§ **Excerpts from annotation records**
________________________________________

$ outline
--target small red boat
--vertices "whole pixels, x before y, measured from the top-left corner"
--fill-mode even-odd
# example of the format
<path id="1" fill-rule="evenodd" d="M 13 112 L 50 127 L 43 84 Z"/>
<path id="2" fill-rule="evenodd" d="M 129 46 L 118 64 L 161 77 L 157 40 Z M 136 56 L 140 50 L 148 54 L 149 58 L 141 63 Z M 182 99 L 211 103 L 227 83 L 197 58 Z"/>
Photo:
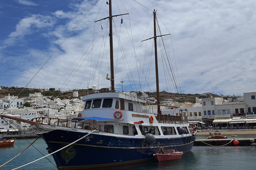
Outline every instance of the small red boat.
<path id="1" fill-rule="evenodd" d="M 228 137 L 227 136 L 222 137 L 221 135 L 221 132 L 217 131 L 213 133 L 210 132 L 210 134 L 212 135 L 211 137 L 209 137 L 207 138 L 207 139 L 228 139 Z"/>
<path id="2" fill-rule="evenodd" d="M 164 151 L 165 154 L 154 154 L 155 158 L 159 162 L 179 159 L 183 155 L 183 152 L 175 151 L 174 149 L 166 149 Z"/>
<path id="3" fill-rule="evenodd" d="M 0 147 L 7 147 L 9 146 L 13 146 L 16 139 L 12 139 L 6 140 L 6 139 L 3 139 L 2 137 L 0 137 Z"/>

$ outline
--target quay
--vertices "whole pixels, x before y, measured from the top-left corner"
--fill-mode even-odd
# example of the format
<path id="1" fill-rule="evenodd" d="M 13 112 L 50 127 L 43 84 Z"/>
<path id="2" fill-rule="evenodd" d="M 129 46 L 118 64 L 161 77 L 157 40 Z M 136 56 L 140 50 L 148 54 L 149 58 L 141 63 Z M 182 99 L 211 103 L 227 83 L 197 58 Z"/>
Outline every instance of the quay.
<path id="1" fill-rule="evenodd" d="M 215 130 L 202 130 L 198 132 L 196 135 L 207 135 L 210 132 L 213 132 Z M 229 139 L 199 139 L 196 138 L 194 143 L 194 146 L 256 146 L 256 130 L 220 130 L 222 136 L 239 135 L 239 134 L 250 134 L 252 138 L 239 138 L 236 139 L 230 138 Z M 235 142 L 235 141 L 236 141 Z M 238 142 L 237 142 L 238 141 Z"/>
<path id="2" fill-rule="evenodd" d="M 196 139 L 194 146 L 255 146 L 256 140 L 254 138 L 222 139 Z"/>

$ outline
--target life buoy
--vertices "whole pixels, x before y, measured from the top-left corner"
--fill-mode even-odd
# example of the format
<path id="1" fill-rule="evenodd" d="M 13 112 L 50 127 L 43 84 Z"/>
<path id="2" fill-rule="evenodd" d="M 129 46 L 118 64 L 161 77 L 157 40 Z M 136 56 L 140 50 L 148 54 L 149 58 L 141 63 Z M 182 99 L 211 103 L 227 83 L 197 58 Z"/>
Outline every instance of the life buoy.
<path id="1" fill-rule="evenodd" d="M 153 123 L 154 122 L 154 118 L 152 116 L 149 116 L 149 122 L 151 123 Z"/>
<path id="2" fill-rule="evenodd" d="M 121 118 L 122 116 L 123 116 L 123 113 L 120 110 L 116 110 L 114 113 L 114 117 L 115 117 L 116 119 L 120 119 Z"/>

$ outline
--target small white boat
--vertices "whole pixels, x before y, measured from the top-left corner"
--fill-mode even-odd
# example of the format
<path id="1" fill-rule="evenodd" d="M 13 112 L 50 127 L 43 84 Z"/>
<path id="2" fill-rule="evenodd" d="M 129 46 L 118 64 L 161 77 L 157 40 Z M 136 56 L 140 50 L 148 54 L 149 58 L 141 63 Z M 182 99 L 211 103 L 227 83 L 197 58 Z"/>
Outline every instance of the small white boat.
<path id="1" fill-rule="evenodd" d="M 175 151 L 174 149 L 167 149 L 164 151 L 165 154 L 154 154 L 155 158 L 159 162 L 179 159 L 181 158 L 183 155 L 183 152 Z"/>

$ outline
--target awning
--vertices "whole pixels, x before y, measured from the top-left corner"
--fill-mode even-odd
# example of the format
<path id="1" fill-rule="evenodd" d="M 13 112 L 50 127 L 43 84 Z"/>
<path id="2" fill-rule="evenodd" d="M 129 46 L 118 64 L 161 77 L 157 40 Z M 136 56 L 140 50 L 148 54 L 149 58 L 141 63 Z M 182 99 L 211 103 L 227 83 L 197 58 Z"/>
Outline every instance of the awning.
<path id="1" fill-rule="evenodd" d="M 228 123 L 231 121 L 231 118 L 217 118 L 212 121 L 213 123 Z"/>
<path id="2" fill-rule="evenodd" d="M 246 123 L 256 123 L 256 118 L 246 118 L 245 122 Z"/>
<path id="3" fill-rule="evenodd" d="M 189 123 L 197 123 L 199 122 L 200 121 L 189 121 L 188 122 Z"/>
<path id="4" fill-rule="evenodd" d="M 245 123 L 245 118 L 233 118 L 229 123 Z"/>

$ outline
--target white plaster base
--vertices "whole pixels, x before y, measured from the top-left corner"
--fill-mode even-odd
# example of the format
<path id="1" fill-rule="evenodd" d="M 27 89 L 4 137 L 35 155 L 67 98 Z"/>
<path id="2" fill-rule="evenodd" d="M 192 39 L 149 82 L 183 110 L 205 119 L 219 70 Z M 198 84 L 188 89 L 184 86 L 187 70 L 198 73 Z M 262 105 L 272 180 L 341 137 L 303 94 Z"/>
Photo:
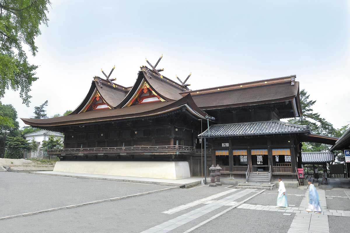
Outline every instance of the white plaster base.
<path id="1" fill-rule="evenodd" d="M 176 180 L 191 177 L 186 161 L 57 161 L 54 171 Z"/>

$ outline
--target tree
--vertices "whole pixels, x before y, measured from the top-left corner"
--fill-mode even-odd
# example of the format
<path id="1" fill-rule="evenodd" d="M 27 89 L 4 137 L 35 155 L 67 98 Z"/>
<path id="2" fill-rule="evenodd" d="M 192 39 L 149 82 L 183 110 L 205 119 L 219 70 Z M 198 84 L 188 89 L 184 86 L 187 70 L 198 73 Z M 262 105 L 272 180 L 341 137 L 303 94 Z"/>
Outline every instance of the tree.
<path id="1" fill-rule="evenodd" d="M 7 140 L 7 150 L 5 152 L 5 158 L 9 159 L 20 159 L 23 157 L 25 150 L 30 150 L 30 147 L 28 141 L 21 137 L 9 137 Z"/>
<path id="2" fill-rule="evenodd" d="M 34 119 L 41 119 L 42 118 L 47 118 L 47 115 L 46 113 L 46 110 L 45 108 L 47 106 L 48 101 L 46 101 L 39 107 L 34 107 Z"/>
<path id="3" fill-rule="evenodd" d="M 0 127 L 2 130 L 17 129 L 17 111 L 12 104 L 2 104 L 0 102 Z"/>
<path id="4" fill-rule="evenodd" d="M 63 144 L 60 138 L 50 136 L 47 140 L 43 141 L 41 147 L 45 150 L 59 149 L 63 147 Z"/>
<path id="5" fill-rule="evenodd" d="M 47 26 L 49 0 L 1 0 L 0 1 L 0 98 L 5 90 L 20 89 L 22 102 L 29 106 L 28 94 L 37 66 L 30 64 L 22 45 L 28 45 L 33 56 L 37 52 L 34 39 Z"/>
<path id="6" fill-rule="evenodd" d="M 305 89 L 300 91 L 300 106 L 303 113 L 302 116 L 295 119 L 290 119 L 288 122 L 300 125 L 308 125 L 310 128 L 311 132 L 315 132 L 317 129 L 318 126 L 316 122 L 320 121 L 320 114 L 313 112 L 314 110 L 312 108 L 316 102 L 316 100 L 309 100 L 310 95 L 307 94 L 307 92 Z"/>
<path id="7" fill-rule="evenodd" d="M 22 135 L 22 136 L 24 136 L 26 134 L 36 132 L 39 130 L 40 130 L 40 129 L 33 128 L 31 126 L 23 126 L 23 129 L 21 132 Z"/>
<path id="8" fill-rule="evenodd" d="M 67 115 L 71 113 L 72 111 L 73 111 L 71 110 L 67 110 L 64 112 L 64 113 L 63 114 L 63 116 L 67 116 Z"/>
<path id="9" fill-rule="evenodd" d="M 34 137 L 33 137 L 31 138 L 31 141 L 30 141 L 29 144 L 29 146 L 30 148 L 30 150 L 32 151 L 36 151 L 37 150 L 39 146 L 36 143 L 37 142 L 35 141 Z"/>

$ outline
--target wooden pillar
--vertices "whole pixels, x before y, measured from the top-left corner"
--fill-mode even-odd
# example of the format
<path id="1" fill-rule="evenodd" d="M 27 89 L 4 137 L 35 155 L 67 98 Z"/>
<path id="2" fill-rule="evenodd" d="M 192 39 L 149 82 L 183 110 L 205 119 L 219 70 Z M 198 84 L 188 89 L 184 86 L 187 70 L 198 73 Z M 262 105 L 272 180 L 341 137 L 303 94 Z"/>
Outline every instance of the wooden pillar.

________________________________________

§ **Exercise**
Please rewrite the material from its first line through the line containing "147 L 7 147" as a JSON list of strings, one string per line, with blank lines and the pictures left out.

§ **Response to the exercise**
[
  "$ outline",
  "--target small red boat",
  "--vertices \"whole pixels, x before y, measured from the top-left corner\"",
  "--fill-mode even-odd",
  "# example of the format",
  "<path id=\"1\" fill-rule=\"evenodd\" d=\"M 13 112 L 50 127 L 43 84 Z\"/>",
  "<path id=\"2\" fill-rule=\"evenodd\" d=\"M 129 46 L 118 64 L 161 77 L 157 40 Z M 136 56 L 140 50 L 148 54 L 149 58 L 141 63 Z M 182 99 L 211 103 L 227 83 L 197 58 Z\"/>",
  "Photo:",
  "Outline every instance of the small red boat.",
  "<path id=\"1\" fill-rule=\"evenodd\" d=\"M 228 137 L 227 136 L 222 137 L 221 135 L 221 132 L 217 131 L 213 133 L 210 132 L 210 134 L 212 135 L 211 137 L 209 137 L 207 138 L 207 139 L 228 139 Z\"/>",
  "<path id=\"2\" fill-rule=\"evenodd\" d=\"M 164 151 L 165 154 L 154 154 L 155 158 L 159 162 L 179 159 L 183 155 L 183 152 L 175 151 L 174 149 L 166 149 Z\"/>",
  "<path id=\"3\" fill-rule=\"evenodd\" d=\"M 0 147 L 7 147 L 9 146 L 13 146 L 16 139 L 12 139 L 6 140 L 6 139 L 3 139 L 2 137 L 0 137 Z\"/>"
]